WHAT TO WORK ON: Apart from the pictures, the listing is to be returned exactly.

::::

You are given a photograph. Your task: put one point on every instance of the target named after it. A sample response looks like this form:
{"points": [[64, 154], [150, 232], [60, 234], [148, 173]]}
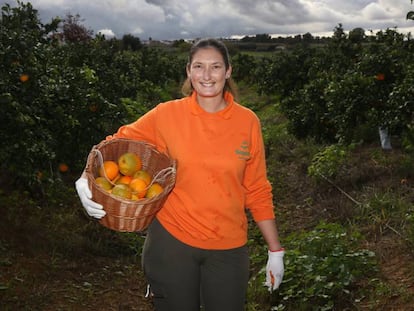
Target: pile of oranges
{"points": [[125, 178]]}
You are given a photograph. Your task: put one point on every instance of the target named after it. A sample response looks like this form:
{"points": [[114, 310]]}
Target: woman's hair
{"points": [[187, 88]]}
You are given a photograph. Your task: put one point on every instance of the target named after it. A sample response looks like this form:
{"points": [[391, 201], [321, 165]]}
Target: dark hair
{"points": [[230, 86]]}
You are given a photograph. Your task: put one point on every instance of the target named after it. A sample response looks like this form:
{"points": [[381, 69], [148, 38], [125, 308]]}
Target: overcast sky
{"points": [[188, 19]]}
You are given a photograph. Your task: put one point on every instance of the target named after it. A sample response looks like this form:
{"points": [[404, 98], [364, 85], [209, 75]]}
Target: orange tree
{"points": [[342, 92], [59, 97]]}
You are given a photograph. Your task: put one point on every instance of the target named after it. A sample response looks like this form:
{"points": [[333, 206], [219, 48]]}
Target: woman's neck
{"points": [[212, 104]]}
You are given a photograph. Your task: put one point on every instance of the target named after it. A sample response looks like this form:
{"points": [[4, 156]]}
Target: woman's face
{"points": [[208, 73]]}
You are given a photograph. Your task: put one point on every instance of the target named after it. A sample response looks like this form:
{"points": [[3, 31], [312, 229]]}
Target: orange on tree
{"points": [[154, 190], [24, 77], [111, 170], [138, 187], [63, 167], [144, 175], [129, 163]]}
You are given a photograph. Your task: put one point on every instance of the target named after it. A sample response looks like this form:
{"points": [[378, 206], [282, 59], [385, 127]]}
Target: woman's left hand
{"points": [[274, 269]]}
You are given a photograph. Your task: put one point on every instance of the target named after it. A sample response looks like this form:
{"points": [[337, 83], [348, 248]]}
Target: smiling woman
{"points": [[198, 239]]}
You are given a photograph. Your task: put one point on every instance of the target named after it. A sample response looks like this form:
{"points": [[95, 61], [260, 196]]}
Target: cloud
{"points": [[185, 19], [108, 33]]}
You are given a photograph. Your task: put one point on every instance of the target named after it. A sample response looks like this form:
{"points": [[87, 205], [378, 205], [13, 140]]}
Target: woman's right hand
{"points": [[92, 208]]}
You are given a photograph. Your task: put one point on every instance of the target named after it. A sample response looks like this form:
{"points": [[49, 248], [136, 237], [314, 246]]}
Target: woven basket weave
{"points": [[122, 214]]}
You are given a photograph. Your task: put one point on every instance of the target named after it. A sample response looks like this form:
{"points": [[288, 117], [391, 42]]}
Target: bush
{"points": [[322, 267]]}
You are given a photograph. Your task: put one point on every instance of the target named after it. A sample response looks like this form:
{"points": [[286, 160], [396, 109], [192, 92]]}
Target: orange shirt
{"points": [[221, 170]]}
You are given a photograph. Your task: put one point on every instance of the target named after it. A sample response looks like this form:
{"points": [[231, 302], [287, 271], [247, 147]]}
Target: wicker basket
{"points": [[123, 214]]}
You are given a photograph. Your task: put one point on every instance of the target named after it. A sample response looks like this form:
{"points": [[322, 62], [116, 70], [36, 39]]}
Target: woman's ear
{"points": [[228, 73]]}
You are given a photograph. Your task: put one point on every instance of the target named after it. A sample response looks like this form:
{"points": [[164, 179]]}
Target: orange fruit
{"points": [[123, 180], [122, 191], [63, 168], [144, 175], [111, 170], [104, 183], [129, 163], [154, 190], [139, 187], [24, 77]]}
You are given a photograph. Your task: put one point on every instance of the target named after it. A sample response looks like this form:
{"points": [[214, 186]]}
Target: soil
{"points": [[48, 266]]}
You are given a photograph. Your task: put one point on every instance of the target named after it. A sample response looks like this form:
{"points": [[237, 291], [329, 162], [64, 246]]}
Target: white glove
{"points": [[92, 208], [274, 269]]}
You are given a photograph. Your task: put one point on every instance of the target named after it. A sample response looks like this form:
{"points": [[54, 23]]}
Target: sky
{"points": [[191, 19]]}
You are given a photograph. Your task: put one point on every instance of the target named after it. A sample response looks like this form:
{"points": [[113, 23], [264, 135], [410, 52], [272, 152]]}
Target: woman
{"points": [[195, 251]]}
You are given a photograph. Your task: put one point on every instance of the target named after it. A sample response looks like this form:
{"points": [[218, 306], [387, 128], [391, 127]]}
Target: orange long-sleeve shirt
{"points": [[221, 170]]}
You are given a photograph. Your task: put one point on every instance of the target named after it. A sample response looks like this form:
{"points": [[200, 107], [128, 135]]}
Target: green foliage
{"points": [[322, 266], [327, 163], [61, 97], [334, 93]]}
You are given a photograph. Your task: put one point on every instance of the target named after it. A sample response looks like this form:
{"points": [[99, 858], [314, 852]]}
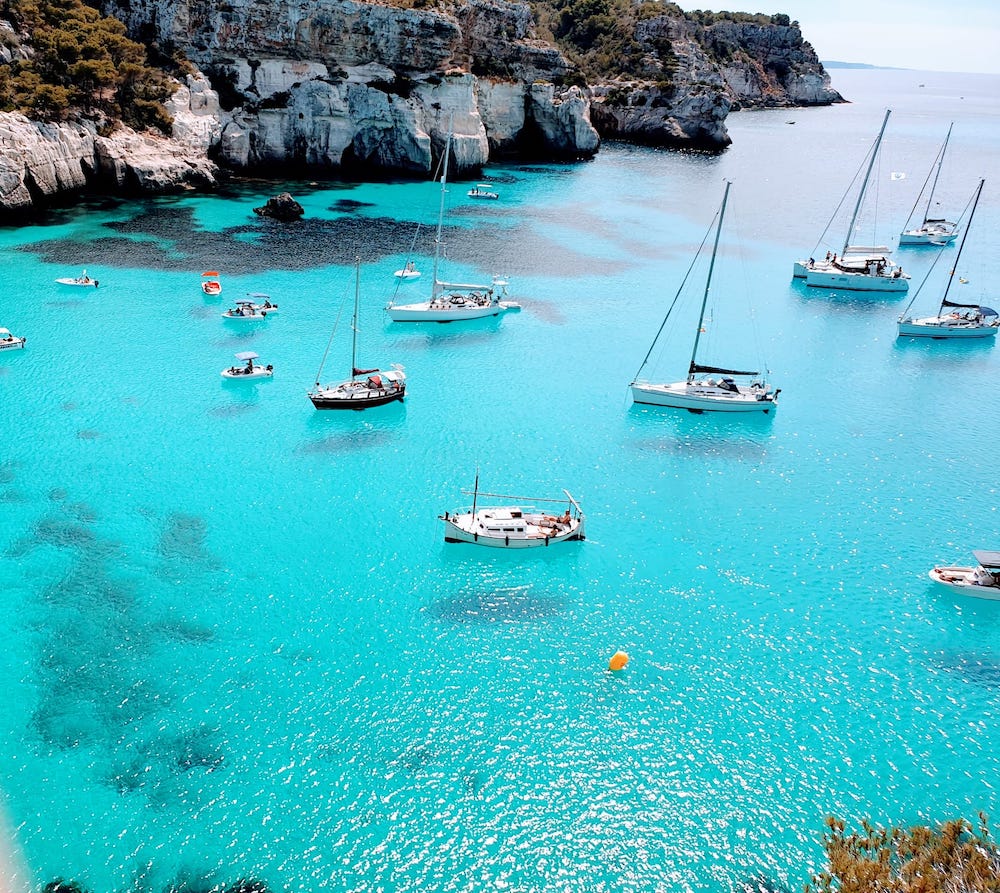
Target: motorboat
{"points": [[981, 580], [934, 230], [452, 301], [515, 524], [210, 283], [706, 388], [409, 272], [954, 319], [9, 341], [366, 387], [483, 190], [258, 307], [81, 281], [855, 267], [250, 369]]}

::::

RESULT FOR THIS TASK:
You are given a photograph. Your task: put one point on every instance of the target named after it. A sample response looks like this form:
{"points": [[64, 154], [150, 232], [60, 234], [148, 173]]}
Target: pile of oranges
{"points": [[125, 178]]}
You are given a photograph. Your task: put one point on every instance of the target named after it. A sample response looks like this form:
{"points": [[114, 310]]}
Target: woman's hair
{"points": [[187, 88]]}
You are given a photograph. Your task: put one point on every instance of the target named after it. A sample response looks like this form:
{"points": [[391, 201], [321, 165]]}
Target: dark hair
{"points": [[230, 86]]}
You are given a photograph. Your task: put one point on every instance of the target named after it. A sample response looks like this form:
{"points": [[381, 69], [148, 38], [125, 308]]}
Target: overcast sky
{"points": [[188, 19]]}
You are given a photograph. Your task: put one point on every instance of the target named after it. A sample response looks like this form:
{"points": [[404, 98], [364, 85], [209, 75]]}
Target: orange tree
{"points": [[342, 92], [59, 97]]}
You are given a photograph. Your task: put one point on every instance of the target named after it. A sample response looks like this form:
{"points": [[333, 206], [219, 48]]}
Target: woman's neck
{"points": [[212, 104]]}
You are given a photograph. Your task: put one point on every instance of the target named after it. A sample response looks like this form:
{"points": [[4, 156]]}
Target: woman's face
{"points": [[208, 73]]}
You are given a photograph. Your task: put one point on every instance of the target named after it. A sample response looks like this form:
{"points": [[3, 31], [312, 229]]}
Target: orange on tree
{"points": [[154, 190], [24, 77], [111, 170], [138, 187], [63, 167], [144, 175], [129, 163]]}
You are given a photograph. Your task: put one point on every instance of the target named after it. A sample response looks like this form:
{"points": [[378, 206], [282, 59], [385, 127]]}
Target: woman's left hand
{"points": [[274, 269]]}
You are given a photograph. Your task: put one point on every instance of the target named after it. A sample response looks like this form:
{"points": [[337, 83], [348, 248]]}
Target: smiling woman
{"points": [[198, 239]]}
You are given a photograph. Your task: put one point on every instance of the target named after it. A sample response looks like this form:
{"points": [[95, 61], [260, 196]]}
Target: cloud
{"points": [[185, 19], [108, 33]]}
You are given a photograph. Your task: put one point on every instance of the target named after it. A sample response looks like this form:
{"points": [[87, 205], [378, 205], [13, 140]]}
Target: woman's right hand
{"points": [[92, 208]]}
You are given a photograph. Your task: put one point on every instance of the target named after it. A sample response looks like this form:
{"points": [[49, 248], [136, 237], [314, 246]]}
Target: woven basket weave
{"points": [[122, 214]]}
You are given a photograph. Your task: put one point on every instance of the target named after it. A sample response looks like this form:
{"points": [[288, 117], [391, 42]]}
Target: bush
{"points": [[322, 267]]}
You are given a photograph. Your task: put one point on every instance of the target named after it. A sample response looks like this form:
{"points": [[286, 160], [396, 109], [192, 92]]}
Target: orange shirt
{"points": [[221, 170]]}
You are given a photograph. Your task: put one point on every instance of the target named after it. A sample response looks like this form:
{"points": [[231, 302], [287, 271], [247, 147]]}
Target: wicker basket
{"points": [[123, 214]]}
You are given a photograph. Your task: put one point on every instance of the target named after it. A sample response looks like this form:
{"points": [[322, 62], [116, 70], [36, 39]]}
Target: woman's ear
{"points": [[228, 73]]}
You are given a photograph. Your task: put one point on every instance of the target named after it. A sample response looks like this form:
{"points": [[164, 179]]}
Target: orange fruit
{"points": [[123, 180], [122, 191], [63, 168], [144, 175], [111, 170], [104, 183], [129, 163], [154, 190], [139, 187], [24, 77]]}
You are given a photograph. Your task: put one point on every instance of the target named after it. A sample response looks like this form:
{"points": [[214, 186]]}
Target: soil
{"points": [[48, 266]]}
You are given a photograph. Your task: put one point on every instance of the target named after it. A sample response looks like this form:
{"points": [[237, 291], [329, 162], [64, 246]]}
Target: white glove
{"points": [[92, 208], [274, 269]]}
You are given a photograph. Your task: put one point on every instance of the target named after it. A sample response looks like this form:
{"points": [[54, 23]]}
Target: sky
{"points": [[191, 19]]}
You are given a photograph. Your task: put one point on every instance of the target named after it. A sample response looks like this form:
{"points": [[113, 23], [264, 135], [410, 52], [272, 152]]}
Target: woman
{"points": [[195, 251]]}
You are given a photograph. Your task: put one point on every instance of the target named after it. A sample response looks like this form:
{"points": [[218, 306], [387, 128], [391, 127]]}
Target: orange long-sleeve shirt
{"points": [[221, 170]]}
You are given a photograph. Your task: put one point on every instance of the target named after it. A sample response looks like this form:
{"points": [[200, 107], [128, 135]]}
Target: green foliage
{"points": [[322, 266], [327, 163], [61, 97], [334, 93]]}
You are given a photograph. Your task: put one point on every instance of the target named after it. A sample response looks like this form:
{"points": [[99, 858], [314, 852]]}
Target: motorboat
{"points": [[981, 580], [934, 230], [452, 301], [515, 524], [210, 283], [706, 388], [409, 272], [954, 319], [9, 341], [366, 387], [483, 190], [258, 307], [81, 281], [855, 267], [250, 369]]}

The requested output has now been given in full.